▶ _Records shown_:
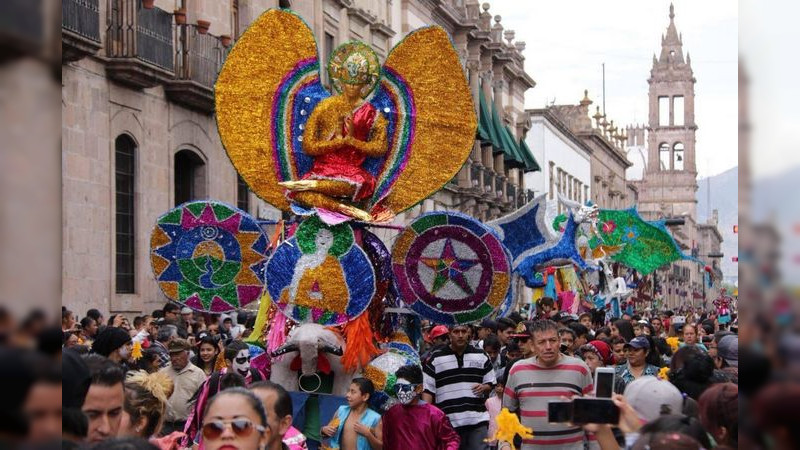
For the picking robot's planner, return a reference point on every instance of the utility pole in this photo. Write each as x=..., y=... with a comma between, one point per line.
x=604, y=88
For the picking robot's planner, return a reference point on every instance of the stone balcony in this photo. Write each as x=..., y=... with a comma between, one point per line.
x=198, y=59
x=80, y=29
x=139, y=44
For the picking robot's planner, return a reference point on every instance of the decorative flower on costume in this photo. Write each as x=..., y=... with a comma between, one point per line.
x=508, y=426
x=386, y=139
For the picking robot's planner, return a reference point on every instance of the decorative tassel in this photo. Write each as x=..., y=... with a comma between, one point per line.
x=508, y=426
x=360, y=349
x=277, y=334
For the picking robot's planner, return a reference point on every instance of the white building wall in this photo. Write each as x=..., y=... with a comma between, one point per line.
x=548, y=144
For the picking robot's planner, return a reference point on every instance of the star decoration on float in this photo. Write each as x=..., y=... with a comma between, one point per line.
x=449, y=267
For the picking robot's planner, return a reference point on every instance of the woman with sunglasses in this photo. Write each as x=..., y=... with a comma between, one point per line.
x=235, y=419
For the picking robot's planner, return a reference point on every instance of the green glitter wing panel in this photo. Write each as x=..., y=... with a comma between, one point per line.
x=645, y=246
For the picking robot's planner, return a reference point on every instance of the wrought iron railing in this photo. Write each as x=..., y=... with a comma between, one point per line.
x=81, y=17
x=198, y=56
x=136, y=32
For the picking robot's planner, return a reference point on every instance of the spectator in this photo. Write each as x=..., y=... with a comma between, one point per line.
x=658, y=327
x=533, y=382
x=44, y=414
x=636, y=365
x=88, y=331
x=618, y=347
x=75, y=384
x=602, y=334
x=187, y=379
x=414, y=424
x=690, y=337
x=70, y=339
x=459, y=377
x=567, y=338
x=491, y=345
x=278, y=406
x=672, y=428
x=505, y=327
x=207, y=353
x=235, y=418
x=597, y=354
x=691, y=370
x=355, y=426
x=105, y=398
x=115, y=344
x=585, y=319
x=166, y=334
x=652, y=398
x=582, y=335
x=545, y=308
x=146, y=397
x=719, y=413
x=622, y=328
x=487, y=327
x=171, y=312
x=96, y=316
x=67, y=320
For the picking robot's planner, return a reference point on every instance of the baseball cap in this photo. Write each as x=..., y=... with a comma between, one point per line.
x=521, y=331
x=651, y=397
x=728, y=349
x=179, y=345
x=638, y=342
x=438, y=331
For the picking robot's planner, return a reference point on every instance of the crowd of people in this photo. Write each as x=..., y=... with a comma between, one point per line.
x=180, y=379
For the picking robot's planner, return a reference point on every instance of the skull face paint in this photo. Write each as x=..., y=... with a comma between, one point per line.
x=406, y=391
x=241, y=364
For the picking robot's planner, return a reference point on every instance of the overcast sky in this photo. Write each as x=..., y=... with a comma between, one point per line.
x=568, y=41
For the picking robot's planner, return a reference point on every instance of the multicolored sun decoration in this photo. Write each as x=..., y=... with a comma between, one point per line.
x=450, y=268
x=208, y=256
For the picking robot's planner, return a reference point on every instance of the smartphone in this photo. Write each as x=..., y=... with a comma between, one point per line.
x=559, y=411
x=594, y=410
x=604, y=378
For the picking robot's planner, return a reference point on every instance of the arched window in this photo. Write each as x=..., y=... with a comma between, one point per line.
x=190, y=177
x=678, y=156
x=242, y=194
x=124, y=169
x=663, y=156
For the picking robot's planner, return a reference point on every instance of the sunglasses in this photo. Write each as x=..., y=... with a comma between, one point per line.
x=241, y=428
x=405, y=387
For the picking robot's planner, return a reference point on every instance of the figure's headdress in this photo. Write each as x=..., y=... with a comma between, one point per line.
x=354, y=63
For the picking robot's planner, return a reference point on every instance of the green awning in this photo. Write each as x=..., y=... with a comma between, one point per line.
x=530, y=162
x=486, y=130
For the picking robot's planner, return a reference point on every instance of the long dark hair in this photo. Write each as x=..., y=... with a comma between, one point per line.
x=625, y=329
x=212, y=341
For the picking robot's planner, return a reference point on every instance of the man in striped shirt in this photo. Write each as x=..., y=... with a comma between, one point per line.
x=548, y=376
x=457, y=379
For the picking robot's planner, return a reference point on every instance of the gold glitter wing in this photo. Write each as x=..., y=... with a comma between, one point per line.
x=270, y=71
x=438, y=100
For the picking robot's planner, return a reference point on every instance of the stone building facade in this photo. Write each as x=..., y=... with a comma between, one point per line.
x=139, y=134
x=668, y=188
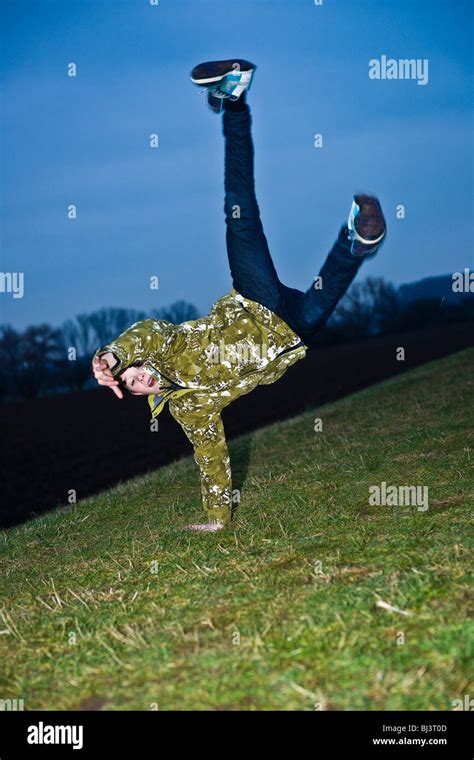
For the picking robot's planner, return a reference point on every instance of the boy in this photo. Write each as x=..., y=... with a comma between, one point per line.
x=252, y=334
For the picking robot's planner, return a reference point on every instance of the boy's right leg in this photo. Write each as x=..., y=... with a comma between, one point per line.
x=252, y=269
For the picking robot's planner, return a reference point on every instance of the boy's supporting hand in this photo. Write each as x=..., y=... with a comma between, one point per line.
x=103, y=375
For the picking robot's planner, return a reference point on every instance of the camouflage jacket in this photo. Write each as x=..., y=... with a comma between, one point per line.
x=204, y=364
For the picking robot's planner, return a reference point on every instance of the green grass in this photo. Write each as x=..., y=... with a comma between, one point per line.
x=248, y=619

▶ _Task description_: Each line of the data should be quoted exactly, with pictures left out.

▶ _Task answer_:
For the picking robot's planner, return a reference point on every instance of the utility pole in this photo. Write each as x=..., y=... with a comma between, one point per line.
x=604, y=88
For the picking robot's planner, return a reference point on every instance of the stone balcony in this photo. Write each as x=..., y=... with a comma between, one point per line.
x=198, y=59
x=80, y=29
x=139, y=44
For the picking robot's planner, return a reference point on every instance of the decorative flower on costume in this photo. Write each as x=..., y=... with a comma between, one point per line.
x=508, y=426
x=386, y=139
For the picking robot's planner, return a reference point on every instance of the decorative tassel in this photo. Write each as x=..., y=... with a comma between, one point per line.
x=508, y=426
x=360, y=349
x=277, y=334
For the picking robot's planner, return a reference point on every instance of the white building wall in this photo. Write each as x=..., y=... with a comma between, one point per line.
x=548, y=144
For the picking robot's planner, return a reference point on every instance of the star decoration on float in this photo. Write each as x=..., y=... with a comma between, one point per line.
x=449, y=267
For the picking robot's planner, return a reference point on every instance of the woman with sunglasses in this photo. Write each as x=..., y=... with a comma between, one point per line.
x=235, y=419
For the picking robot's planner, return a reference point on every instance of the green glitter wing panel in this photo. Write each as x=..., y=... with a comma between, one point per line.
x=645, y=246
For the picking robot's planner, return a reference point on every instance of the wrought iron railing in this photo. Write each as x=..., y=... with a comma between, one point per line.
x=81, y=17
x=198, y=56
x=136, y=32
For the picking robot's planner, return a reference point on every instance of the spectator in this photo. Write each as x=..., y=... with a comma between, one point per line.
x=658, y=327
x=533, y=382
x=44, y=414
x=636, y=365
x=88, y=331
x=618, y=347
x=75, y=384
x=602, y=334
x=187, y=379
x=414, y=424
x=690, y=337
x=70, y=339
x=459, y=377
x=567, y=338
x=491, y=345
x=278, y=406
x=672, y=428
x=505, y=327
x=207, y=353
x=235, y=418
x=597, y=354
x=691, y=370
x=355, y=426
x=105, y=398
x=115, y=344
x=585, y=319
x=166, y=334
x=652, y=398
x=582, y=335
x=545, y=308
x=146, y=397
x=719, y=413
x=622, y=328
x=487, y=327
x=171, y=312
x=96, y=316
x=67, y=320
For the picking robot's planner, return a reference point on every instance of the baseball cap in this photo. Write each as x=..., y=... with a comma between, one point per line.
x=521, y=331
x=651, y=397
x=728, y=349
x=179, y=345
x=638, y=342
x=438, y=331
For the picking robot's planner, return a reference point on every instance of the crowd of people in this photo. Write each as x=..., y=... with a comma between, one point per line.
x=180, y=379
For the picking robot's planner, return a reference point on every instance of the skull face paint in this photo. Write each as x=..., y=... with a comma between, one point per line.
x=406, y=391
x=241, y=364
For the picking robot's planner, return a reference point on every instance of the overcast sky in this photo. Write each as x=..., y=... with a comma between, one point per line.
x=568, y=41
For the picking robot's planner, return a reference point on every instance of the multicolored sun decoration in this photo. Write each as x=..., y=... with a comma between, one point per line.
x=450, y=268
x=208, y=256
For the picking robot's planner, return a reference point on every instance of the smartphone in this photo. Write each as x=..., y=... with a comma between, one point per line.
x=559, y=411
x=594, y=410
x=604, y=378
For the picking robot's planner, return a reference point on every instance of the arched window in this photo. Write each as x=..., y=... with a comma between, one point per line.
x=190, y=177
x=678, y=156
x=242, y=194
x=124, y=169
x=663, y=156
For the picking robot's planner, return a reference point on every instance of the sunglasses in this photo. Write each as x=..., y=... with a comma between, one point per line.
x=241, y=428
x=405, y=387
For the picking robot's planner, return a reference point on every instance of the figure's headdress in this photo. Write each as x=..., y=... with a comma between, one point per line.
x=354, y=63
For the picking robot's planner, return a reference point on every instance of the green awning in this photo. Write each as x=..., y=... with a comma between, one point per line.
x=530, y=162
x=486, y=130
For the picking robot's planner, return a reference point on every instance of the long dark hair in this photo. Write each as x=..., y=... with a comma between, one point per line.
x=625, y=329
x=212, y=341
For the picking robot's planner, return a reference point on every instance of the man in striped shirt in this photo. Write each as x=..., y=... with a comma between, one point per line.
x=548, y=376
x=457, y=379
For the picking robot's planner, return a reference point on every instance of the gold glitter wing in this photo. Write each as x=..., y=... with a comma between, one point per line.
x=270, y=71
x=438, y=100
For the picking robot's planner, return a reference point on every instance of the stone building facade in this photo. Write each as x=..., y=... with a comma between, one point per line.
x=139, y=134
x=668, y=188
For the picking robot's planner, return a reference point on every instance of the boy in this photo. Write each as x=..., y=... with a comma between, one point per line.
x=252, y=334
For the picking robot's planner, return a reference point on every instance of the boy's right leg in this photo. Write each as x=..., y=... with a comma between, one point per line.
x=252, y=269
For the picking robot's planner, return a reference point on every instance of the boy's supporting hand in this photo. Write each as x=..., y=... with a comma between, one point per line.
x=103, y=375
For the picking robot's planner, return a reference point on every instance of the camouflage jacket in this photo. Write each as x=..., y=... with a comma between, one point per line.
x=204, y=364
For the picking robot's planner, return a reference point on every instance of the green grass in this photo. Write each as x=..., y=... with a comma between, one point per line.
x=248, y=619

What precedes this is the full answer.